- Type: Geological formation
- Unit of: Rayoso Group
- Sub-units: Puesto Antigual, Bañados de Caichigüe & Piedra Parada Members
- Underlies: Lohan Cura Formation
- Overlies: Agrio Formation
- Thickness: 160 m (520 ft)

Lithology
- Primary: Sandstone
- Other: Mudstone

Location
- Coordinates: 39°36′S 70°12′W﻿ / ﻿39.6°S 70.2°W
- Approximate paleocoordinates: 39°36′S 35°12′W﻿ / ﻿39.6°S 35.2°W
- Region: Río Negro, Mendoza & Neuquén Provinces
- Country: Argentina
- Extent: Neuquén Basin

Type section
- Named for: La Amarga Arroyo
- Named by: Musacchio
- Year defined: 1970

= La Amarga Formation =

Rock formation in Argentina

The La Amarga Formation is a geologic formation with outcrops in the Argentine provinces of Río Negro, Neuquén, and Mendoza. It is the oldest Cretaceous terrestrial formation in the Neuquén Basin.

The type locality is La Amarga Arroyo and China Muerta Hill. The La Amarga Formation unconformably overlies the marine Agrio Formation of the Mendoza Group. It is in turn overlain by the Lohan Cura Formation, separated by another unconformity.

== Composition ==
There are three members within the La Amarga Formation.
1. The oldest is the Puesto Antigual Member, which is approximately 28.9 m thick and consists mainly of sandstone deposited in the channels of a braided river system. Paleosols, or soil deposits, are well-developed.
2. The Bañados de Caichigüe Member is the next highest, approximately 20.9 m thick. Alternating limestones, shales, and siltstones make up this member, indicating a lacustrine (lake) environment.
3. Youngest and thickest is the Piedra Parada Member, approximately 109.4 m thick in some sections. This member consists of alternating sandstones and siltstones from an ancient alluvial plain, with some swamp and paleosol deposits.

== Fossil content ==
Most of the tetrapod fossils found in the La Amarga come from the Puesto Antigual Member.

**Work to complete**
- a) In the La Amarga Formation article, which member is described as the youngest and thickest?
- b) Quote verbatim the stretch of the La Amarga Formation article from "The La Amarga Formation is" through "by another unconformity.".
Rely solely on the La Amarga Formation article.

**Dataset**

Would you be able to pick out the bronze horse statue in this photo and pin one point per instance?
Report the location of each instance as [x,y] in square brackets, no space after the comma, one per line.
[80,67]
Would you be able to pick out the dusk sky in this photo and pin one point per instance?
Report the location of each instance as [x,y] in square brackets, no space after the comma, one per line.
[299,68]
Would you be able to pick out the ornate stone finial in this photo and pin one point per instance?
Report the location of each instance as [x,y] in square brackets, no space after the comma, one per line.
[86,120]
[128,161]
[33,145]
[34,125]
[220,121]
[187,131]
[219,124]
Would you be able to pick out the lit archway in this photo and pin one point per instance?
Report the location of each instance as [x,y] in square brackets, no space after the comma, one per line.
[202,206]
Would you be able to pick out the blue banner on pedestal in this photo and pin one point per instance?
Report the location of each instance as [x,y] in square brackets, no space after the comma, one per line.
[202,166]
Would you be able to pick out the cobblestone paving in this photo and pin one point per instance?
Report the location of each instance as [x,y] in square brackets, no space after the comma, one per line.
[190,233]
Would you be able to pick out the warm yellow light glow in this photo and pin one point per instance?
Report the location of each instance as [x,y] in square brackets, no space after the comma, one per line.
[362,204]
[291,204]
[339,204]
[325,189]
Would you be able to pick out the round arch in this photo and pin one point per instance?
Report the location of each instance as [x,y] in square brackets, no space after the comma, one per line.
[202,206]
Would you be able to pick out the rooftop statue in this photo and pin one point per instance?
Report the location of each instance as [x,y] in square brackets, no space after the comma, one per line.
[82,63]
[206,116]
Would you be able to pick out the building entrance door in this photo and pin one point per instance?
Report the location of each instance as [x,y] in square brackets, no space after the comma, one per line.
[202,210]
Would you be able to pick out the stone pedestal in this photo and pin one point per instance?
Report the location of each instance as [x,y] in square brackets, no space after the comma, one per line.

**Answers by task**
- a) The Piedra Parada Member

- b)
The La Amarga Formation is a geologic formation with outcrops in the Argentine provinces of Río Negro, Neuquén, and Mendoza. It is the oldest Cretaceous terrestrial formation in the Neuquén Basin.

The type locality is La Amarga Arroyo and China Muerta Hill. The La Amarga Formation unconformably overlies the marine Agrio Formation of the Mendoza Group. It is in turn overlain by the Lohan Cura Formation, separated by another unconformity.